▶ [Directions]: Restate all the lines below word for word, but omit the pictures.

▶ [Records supplied]:

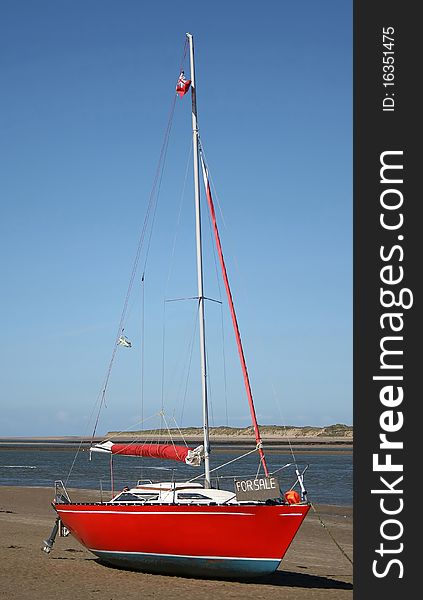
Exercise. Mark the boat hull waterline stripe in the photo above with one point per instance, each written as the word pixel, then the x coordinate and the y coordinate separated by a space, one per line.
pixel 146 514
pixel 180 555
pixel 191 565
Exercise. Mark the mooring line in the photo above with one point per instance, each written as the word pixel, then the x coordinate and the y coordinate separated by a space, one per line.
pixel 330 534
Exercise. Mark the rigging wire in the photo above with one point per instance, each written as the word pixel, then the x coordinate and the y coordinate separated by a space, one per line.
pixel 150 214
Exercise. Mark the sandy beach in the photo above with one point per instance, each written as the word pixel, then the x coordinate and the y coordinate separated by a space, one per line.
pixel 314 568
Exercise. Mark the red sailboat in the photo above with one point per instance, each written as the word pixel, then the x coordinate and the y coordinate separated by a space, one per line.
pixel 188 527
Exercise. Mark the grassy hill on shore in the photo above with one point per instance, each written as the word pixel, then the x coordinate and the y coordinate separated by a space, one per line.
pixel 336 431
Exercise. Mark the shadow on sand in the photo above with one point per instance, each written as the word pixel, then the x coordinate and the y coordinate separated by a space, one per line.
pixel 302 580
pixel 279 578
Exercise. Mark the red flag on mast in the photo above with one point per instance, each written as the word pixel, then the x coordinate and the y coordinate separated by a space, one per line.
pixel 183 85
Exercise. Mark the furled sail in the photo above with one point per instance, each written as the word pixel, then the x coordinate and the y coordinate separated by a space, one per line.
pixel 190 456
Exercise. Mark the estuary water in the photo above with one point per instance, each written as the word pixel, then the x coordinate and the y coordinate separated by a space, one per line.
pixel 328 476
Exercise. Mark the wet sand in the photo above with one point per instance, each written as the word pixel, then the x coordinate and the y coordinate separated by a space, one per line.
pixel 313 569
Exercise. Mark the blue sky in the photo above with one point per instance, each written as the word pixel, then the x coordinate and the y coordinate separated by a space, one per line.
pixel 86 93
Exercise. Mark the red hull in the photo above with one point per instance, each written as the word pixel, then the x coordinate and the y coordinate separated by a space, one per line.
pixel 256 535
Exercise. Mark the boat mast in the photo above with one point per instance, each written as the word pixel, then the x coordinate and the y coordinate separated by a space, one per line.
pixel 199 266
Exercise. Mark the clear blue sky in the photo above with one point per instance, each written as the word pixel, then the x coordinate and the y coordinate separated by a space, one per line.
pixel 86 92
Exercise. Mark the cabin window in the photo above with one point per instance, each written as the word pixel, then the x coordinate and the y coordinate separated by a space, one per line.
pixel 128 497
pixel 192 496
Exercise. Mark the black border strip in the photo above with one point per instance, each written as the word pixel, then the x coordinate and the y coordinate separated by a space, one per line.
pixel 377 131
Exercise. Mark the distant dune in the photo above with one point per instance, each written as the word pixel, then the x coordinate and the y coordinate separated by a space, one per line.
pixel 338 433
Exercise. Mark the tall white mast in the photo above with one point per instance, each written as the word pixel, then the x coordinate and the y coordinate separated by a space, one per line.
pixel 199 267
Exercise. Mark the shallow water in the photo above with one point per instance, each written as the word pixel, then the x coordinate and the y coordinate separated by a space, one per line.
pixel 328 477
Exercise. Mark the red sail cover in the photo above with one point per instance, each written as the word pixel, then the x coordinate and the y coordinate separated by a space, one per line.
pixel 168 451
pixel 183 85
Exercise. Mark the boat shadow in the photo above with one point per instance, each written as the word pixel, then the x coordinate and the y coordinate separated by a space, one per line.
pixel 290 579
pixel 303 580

▶ [Written response]:
Exercise. Mark the boat hull waterline stripe in the photo above with one point per instance, each written as the word pixel, then the x coordinate and the y coordinate separated by a space, one per line.
pixel 146 514
pixel 180 555
pixel 191 565
Exercise. Mark the mooring line in the photo above with one point per instance, each written as the word pixel, then the x coordinate and the y coordinate separated by a space, one per line.
pixel 330 534
Exercise. Mark the rigging wire in the photo above with one point per instance, each written as the word pixel, then the x coordinate and the y coordinate separated by a space, one per line.
pixel 150 214
Exercise. Mark the sandy beach in the photo above with one point per instance, each written as the word pixel, then the x coordinate and the y coordinate separated by a space, one per line.
pixel 314 568
Exercise. Mark the red sailboat in the photo above with one point per instance, each written as the word pixel, then the x coordinate and the y coordinate separated by a space, one per line.
pixel 188 527
Exercise. Mark the grassy hill on shore in the photo above with one point per instance, each written as the word pixel, then the x coordinate and the y coordinate separated by a space, one per line.
pixel 336 431
Exercise. Mark the shadow on sand in the photo above with one point per instance, each written as the word pixel, then the x coordinate and the y coordinate separated by a space, one per line.
pixel 302 580
pixel 279 578
Exercise. Mark the red flag on mast in the photo above with one point per instance, each written as the word pixel, then the x coordinate and the y coordinate separated by a space, one per line.
pixel 183 85
Exercise. Mark the furled sail in the photo above with one point per instance, each written as the word pixel, then the x coordinate and the y coordinate separated by a space, one per line.
pixel 190 456
Exercise. Mark the estuary water in the photo above with one point per instance, each written as the word pixel, then the x coordinate and the y coordinate separated by a space, one per line.
pixel 328 476
Exercise. Mark the wet sand in the photo above with one point per instance, each written as the word pixel, then the x coordinate and the y coordinate separated by a space, one per line.
pixel 313 569
Exercise. Mark the blue sky in the photo above with one point per instance, each written as the word pixel, then the x coordinate and the y coordinate separated by a space, one per line.
pixel 86 93
Exercise. Mark the red hull in the photo above with one point per instance, each written as the word pixel, then the x coordinate and the y coordinate separated by a space, one per line.
pixel 256 535
Exercise. Mark the boat mast in the photo above with one point per instance, each written as the word pixel, then the x coordinate and the y coordinate separated by a space, one per line.
pixel 199 266
Exercise. Mark the clear blue sky in the photo above with one point per instance, each written as the word pixel, then the x coordinate and the y coordinate separated by a space, one per line.
pixel 86 92
Exercise. Mark the cabin window in the photo above with one point per instance, each written as the word pixel, then the x coordinate and the y coordinate separated by a space, one per line.
pixel 128 497
pixel 192 496
Exercise. Mark the black border strip in the photo above with one point per instance, each written as the word pixel, then the x coordinate and the y coordinate separated by a space, one per line.
pixel 377 131
Exercise. Mark the distant dune in the photo above with one point per instance, each written as the word pixel, then the x coordinate and the y coordinate separated by a space, one per line.
pixel 338 433
Exercise. Mark the tall white mast in the photo above with one point per instance, each written as the word pixel, then the x coordinate and the y coordinate separated by a space, one per line.
pixel 199 267
Exercise. Mark the shallow water in the photo above with one point per instance, each written as the word pixel, then the x coordinate and the y coordinate separated by a space, one per line.
pixel 328 477
Exercise. Mark the red sail cover in the photo above with one point per instance, each written as the word pixel, then the x coordinate and the y coordinate separated by a space, one per line.
pixel 168 451
pixel 183 85
Exercise. Mark the boat shadow in the photo above with one point per instance, each written as the word pixel, then the x coordinate and the y coordinate separated by a space, one per line.
pixel 290 579
pixel 303 580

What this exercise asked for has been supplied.